• **YOUR GOAL**
Nothing but the lines from the one containing "Where can you spot the inner" through the end of the material should be restated, and each exactly.

[Opening DATA SECTION section]

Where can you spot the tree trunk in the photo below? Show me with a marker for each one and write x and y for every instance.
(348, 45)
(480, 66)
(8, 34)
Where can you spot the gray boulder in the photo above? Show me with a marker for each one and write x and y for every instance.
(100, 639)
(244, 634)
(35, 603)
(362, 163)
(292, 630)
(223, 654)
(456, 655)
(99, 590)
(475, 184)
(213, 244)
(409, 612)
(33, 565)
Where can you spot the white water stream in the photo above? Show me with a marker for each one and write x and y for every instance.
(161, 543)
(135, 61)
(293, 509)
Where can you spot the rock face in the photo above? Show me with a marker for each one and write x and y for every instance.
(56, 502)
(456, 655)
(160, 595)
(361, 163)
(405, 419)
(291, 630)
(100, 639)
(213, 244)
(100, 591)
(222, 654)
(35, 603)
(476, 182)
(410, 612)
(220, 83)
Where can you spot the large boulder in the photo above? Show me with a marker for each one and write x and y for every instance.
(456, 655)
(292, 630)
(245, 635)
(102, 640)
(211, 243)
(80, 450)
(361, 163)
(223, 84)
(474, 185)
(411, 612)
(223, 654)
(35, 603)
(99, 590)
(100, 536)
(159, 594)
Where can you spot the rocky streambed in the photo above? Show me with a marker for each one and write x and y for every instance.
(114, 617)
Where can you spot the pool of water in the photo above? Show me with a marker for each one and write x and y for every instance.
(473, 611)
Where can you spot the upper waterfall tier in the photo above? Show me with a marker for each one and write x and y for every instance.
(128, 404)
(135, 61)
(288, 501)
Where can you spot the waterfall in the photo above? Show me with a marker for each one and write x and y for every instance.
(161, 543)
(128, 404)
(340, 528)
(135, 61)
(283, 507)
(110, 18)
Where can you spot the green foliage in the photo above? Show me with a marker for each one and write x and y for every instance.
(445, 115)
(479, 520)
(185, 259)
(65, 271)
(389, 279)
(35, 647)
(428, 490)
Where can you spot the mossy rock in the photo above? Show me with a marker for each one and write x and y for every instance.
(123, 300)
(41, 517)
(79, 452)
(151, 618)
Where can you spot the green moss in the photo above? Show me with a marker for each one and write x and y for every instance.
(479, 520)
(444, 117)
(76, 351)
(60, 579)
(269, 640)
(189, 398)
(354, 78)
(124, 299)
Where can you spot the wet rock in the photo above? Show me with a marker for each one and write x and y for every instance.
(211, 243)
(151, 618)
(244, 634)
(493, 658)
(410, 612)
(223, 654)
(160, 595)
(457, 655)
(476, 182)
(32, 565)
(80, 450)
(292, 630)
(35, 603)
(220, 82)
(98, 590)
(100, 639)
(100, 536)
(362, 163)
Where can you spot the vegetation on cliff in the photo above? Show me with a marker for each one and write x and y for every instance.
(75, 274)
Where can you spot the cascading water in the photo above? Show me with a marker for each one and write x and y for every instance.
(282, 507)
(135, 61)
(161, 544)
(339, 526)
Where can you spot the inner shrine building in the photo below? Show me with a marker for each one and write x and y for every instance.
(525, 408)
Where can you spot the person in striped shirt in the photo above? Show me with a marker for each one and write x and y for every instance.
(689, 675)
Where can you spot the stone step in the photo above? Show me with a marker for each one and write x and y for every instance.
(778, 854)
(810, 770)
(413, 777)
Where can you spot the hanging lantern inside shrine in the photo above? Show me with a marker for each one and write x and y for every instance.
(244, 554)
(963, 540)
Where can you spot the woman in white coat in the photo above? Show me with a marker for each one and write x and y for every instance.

[Closing DATA SECTION section]

• **TASK SOLUTION**
Where can you spot the inner shrine building in the photo below? Show me with a marker for each one and write x and y for every instance.
(525, 408)
Where can you spot the person in striped shirt in the photo above? Show me with a marker for each one and write x and y for every instance.
(689, 675)
Where can you spot the stone step in the photo above? Show me with a marker for each one and write x and y for every instance.
(778, 854)
(810, 770)
(413, 777)
Where can you spot the hanging lantern inside shrine in the photo above? Show me with a marker for each one and write x and y for every instance.
(244, 554)
(963, 540)
Where can you spot the woman in white coat in the photo above? Show me with a marker for each one and write x and y for every instance.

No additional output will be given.